__Text block__:
○ ○ ○ ○ ○ ○ ○

Being a Little League® coach has a similar learning curve to the players they are mentoring. To assist volunteers choosing to coach for the first time or return for another season in the dugout, there are plenty of ways to prepare for the coming season and through the year.
These best practices can assist anyone interested in learning on their own, or as a group with the support of local leadership. The role coaches play in whether Little Leaguers enjoy their experiences is vital, and coaches training is essential for a successful program.
A local league, and specifically the members serving on the Board of Directors, is responsible for encouraging its volunteer base to consider serving as coaches or team managers. This annual task becomes easier when volunteers know that their efforts will be supported by structured education and training sessions.
Best Practices for Training Little League Coaches
Little League University
Little League International strongly encourages all its leagues use the materials currently available on Little League’s training and education website, Little League University. Little League University features a Coaches tab that offers an assortment of coaches training materials for all levels of the Little League program, including the complete Tee Ball and Coach Pitch curriculum downloads. If visitors to this free website do not specifically find information or direction, please email [email protected] and place Suggested LLU Content in the subject line. In the email, you are invited to suggest topic(s) and the format (article, video, graphic, other) by which you would like see this information presented.

○ ○ ○ ○ ○ ○ ○

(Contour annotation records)
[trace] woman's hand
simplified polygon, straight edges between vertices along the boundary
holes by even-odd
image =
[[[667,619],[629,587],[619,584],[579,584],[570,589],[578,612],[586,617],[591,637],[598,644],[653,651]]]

○ ○ ○ ○ ○ ○ ○

__Aim 1__:
In the coaches training text, which formats may a person suggest for presenting new content?
__Aim 2__:
Set down the coaches training text word for word, from "These best practices" to "and training sessions.".

__Solution 1__:
Article, video, graphic, other

__Solution 2__:
These best practices can assist anyone interested in learning on their own, or as a group with the support of local leadership. The role coaches play in whether Little Leaguers enjoy their experiences is vital, and coaches training is essential for a successful program.
A local league, and specifically the members serving on the Board of Directors, is responsible for encouraging its volunteer base to consider serving as coaches or team managers. This annual task becomes easier when volunteers know that their efforts will be supported by structured education and training sessions.